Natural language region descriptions
————————

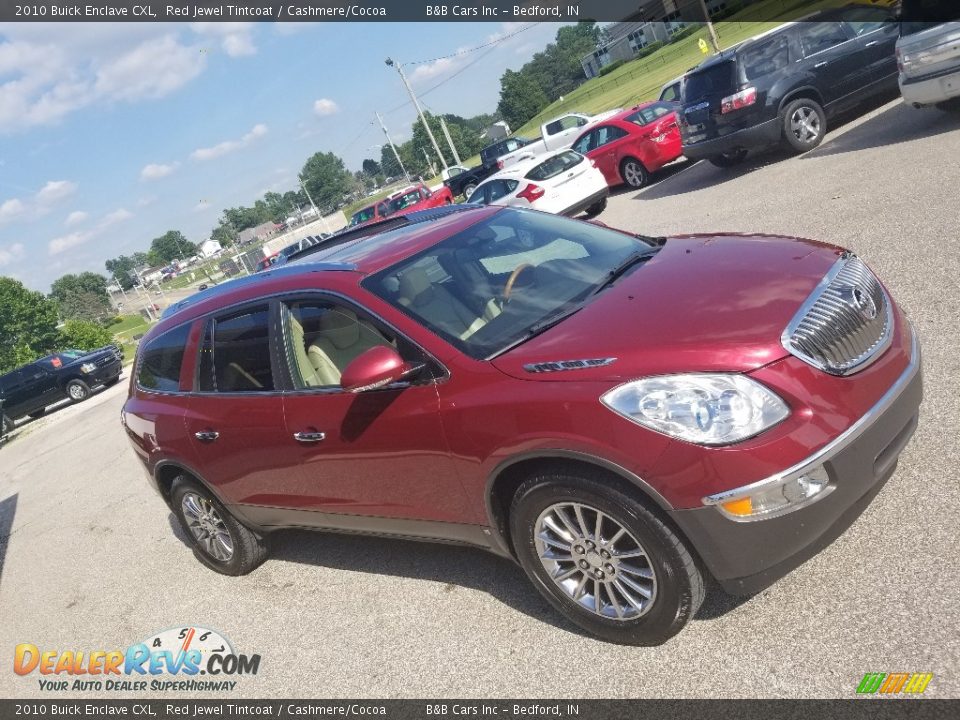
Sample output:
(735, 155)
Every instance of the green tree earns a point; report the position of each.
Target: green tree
(327, 179)
(82, 296)
(169, 246)
(84, 335)
(28, 324)
(520, 98)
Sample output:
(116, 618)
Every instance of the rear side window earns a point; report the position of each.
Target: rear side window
(235, 356)
(161, 360)
(766, 58)
(714, 80)
(819, 36)
(554, 166)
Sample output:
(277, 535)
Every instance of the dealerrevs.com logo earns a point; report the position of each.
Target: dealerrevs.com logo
(190, 658)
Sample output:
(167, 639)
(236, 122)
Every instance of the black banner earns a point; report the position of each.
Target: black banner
(229, 709)
(438, 10)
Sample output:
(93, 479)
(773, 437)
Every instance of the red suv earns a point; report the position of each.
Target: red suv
(622, 415)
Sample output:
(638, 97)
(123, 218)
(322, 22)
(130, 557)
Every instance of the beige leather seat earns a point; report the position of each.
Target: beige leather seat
(341, 339)
(436, 305)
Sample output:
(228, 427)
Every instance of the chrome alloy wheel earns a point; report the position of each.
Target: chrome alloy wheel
(595, 561)
(207, 527)
(805, 124)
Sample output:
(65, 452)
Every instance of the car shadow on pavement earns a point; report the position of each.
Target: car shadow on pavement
(8, 508)
(899, 124)
(452, 565)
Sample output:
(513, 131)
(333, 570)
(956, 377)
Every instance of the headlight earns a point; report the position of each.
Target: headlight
(707, 409)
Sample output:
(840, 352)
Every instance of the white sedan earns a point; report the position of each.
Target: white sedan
(563, 182)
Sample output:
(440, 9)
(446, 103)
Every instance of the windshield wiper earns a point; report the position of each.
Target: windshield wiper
(628, 262)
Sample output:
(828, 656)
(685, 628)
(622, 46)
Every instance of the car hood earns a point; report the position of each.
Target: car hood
(716, 303)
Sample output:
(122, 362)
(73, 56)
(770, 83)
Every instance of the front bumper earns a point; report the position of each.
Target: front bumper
(746, 557)
(756, 136)
(930, 91)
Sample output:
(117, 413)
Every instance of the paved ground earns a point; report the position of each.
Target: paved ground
(91, 560)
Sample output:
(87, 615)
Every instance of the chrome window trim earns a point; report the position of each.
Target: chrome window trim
(832, 448)
(882, 344)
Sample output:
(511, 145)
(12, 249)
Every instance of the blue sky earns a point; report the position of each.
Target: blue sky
(112, 134)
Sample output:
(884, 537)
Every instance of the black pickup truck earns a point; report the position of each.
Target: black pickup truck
(465, 182)
(68, 374)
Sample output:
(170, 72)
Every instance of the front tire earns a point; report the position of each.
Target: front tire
(601, 558)
(218, 540)
(78, 390)
(634, 173)
(804, 125)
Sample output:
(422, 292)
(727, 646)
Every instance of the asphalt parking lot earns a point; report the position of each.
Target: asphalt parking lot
(89, 559)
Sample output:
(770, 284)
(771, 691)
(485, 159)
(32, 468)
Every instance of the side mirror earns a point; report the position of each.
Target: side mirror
(374, 368)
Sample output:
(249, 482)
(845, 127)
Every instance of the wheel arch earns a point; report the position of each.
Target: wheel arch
(507, 477)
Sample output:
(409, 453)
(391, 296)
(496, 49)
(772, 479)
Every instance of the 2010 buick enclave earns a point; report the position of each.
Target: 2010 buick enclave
(623, 415)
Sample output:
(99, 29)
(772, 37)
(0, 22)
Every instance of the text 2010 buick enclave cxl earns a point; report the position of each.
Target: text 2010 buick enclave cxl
(622, 415)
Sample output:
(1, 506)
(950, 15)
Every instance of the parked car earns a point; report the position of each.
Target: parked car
(562, 182)
(69, 374)
(784, 85)
(419, 197)
(504, 379)
(555, 134)
(629, 146)
(928, 53)
(371, 213)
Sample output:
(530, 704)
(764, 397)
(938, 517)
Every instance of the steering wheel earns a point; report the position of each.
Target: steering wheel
(508, 288)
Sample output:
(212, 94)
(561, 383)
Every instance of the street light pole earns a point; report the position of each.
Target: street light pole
(416, 104)
(393, 147)
(326, 228)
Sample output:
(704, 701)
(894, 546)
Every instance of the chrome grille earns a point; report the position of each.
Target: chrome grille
(845, 324)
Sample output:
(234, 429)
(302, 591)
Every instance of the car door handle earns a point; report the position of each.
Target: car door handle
(309, 437)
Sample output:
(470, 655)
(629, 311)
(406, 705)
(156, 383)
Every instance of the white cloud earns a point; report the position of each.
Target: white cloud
(11, 254)
(154, 171)
(79, 237)
(235, 38)
(75, 218)
(10, 209)
(50, 70)
(55, 191)
(229, 146)
(325, 106)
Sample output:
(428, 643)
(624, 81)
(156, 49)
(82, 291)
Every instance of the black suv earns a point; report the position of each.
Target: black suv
(465, 183)
(67, 374)
(783, 85)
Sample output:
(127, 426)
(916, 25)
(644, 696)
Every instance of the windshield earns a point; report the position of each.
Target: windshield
(483, 289)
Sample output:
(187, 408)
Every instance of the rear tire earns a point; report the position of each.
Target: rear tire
(218, 540)
(596, 208)
(643, 600)
(78, 390)
(634, 173)
(804, 125)
(730, 159)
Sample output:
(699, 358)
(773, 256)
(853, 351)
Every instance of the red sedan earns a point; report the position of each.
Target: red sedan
(634, 143)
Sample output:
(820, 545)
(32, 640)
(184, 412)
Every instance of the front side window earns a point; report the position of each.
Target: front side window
(235, 356)
(161, 359)
(489, 286)
(554, 166)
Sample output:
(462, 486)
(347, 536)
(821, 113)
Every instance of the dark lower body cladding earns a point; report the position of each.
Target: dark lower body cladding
(754, 137)
(746, 557)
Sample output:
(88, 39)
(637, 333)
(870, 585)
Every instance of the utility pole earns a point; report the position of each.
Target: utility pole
(714, 40)
(446, 134)
(326, 228)
(392, 147)
(416, 104)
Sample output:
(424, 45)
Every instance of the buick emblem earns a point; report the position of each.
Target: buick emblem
(861, 301)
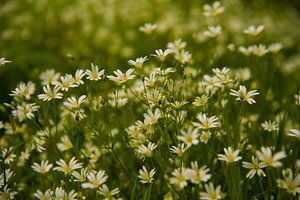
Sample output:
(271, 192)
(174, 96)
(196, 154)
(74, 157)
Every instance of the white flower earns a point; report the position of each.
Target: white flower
(176, 46)
(189, 137)
(151, 118)
(254, 31)
(8, 155)
(65, 143)
(94, 74)
(246, 50)
(243, 95)
(275, 47)
(222, 75)
(47, 195)
(259, 50)
(95, 179)
(289, 183)
(205, 136)
(145, 176)
(60, 193)
(211, 193)
(210, 83)
(3, 61)
(255, 168)
(25, 111)
(108, 194)
(73, 103)
(50, 94)
(265, 155)
(67, 168)
(198, 175)
(230, 155)
(42, 168)
(79, 74)
(180, 177)
(183, 56)
(206, 122)
(179, 149)
(120, 77)
(294, 133)
(49, 77)
(213, 10)
(270, 126)
(138, 63)
(161, 55)
(67, 82)
(146, 150)
(151, 80)
(201, 101)
(148, 28)
(213, 31)
(297, 99)
(24, 90)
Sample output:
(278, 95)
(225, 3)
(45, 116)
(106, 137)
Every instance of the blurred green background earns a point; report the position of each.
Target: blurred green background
(64, 35)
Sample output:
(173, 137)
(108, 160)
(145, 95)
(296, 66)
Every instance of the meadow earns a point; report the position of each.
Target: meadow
(157, 99)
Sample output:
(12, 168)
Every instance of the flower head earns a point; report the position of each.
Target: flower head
(121, 77)
(265, 155)
(50, 93)
(145, 176)
(243, 95)
(211, 193)
(42, 168)
(289, 183)
(189, 137)
(180, 177)
(213, 10)
(294, 133)
(67, 168)
(94, 74)
(230, 155)
(198, 175)
(148, 28)
(270, 126)
(213, 31)
(255, 168)
(206, 122)
(254, 31)
(138, 63)
(95, 179)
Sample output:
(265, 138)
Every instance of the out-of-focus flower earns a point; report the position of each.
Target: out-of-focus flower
(148, 28)
(265, 155)
(243, 95)
(213, 31)
(230, 155)
(138, 63)
(254, 31)
(213, 10)
(145, 176)
(94, 74)
(255, 168)
(121, 77)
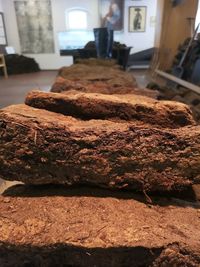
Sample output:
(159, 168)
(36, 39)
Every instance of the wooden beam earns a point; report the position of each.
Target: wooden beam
(173, 78)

————————

• WORK INSTRUCTIONS: Beginning with the line that has "Every instance of the green" and ending with the line that has "Every instance of the black banner", set down the lines above exactly and include no others.

• COMPLETED EXERCISE:
Every instance of the green tree earns a point; report the position of each.
Target: green tree
(327, 179)
(82, 296)
(169, 246)
(84, 335)
(28, 324)
(520, 98)
Sample output:
(116, 618)
Every instance of the rear side window earns a point; report the position of each.
Target: rear side window
(235, 356)
(161, 360)
(766, 58)
(714, 80)
(819, 36)
(554, 166)
Sample output:
(277, 535)
Every instance of the dealerrevs.com logo earns a point; report the position of each.
Target: dealerrevs.com logo
(190, 658)
Sample output:
(167, 639)
(236, 122)
Every instance of the black banner earns a point; report the position of each.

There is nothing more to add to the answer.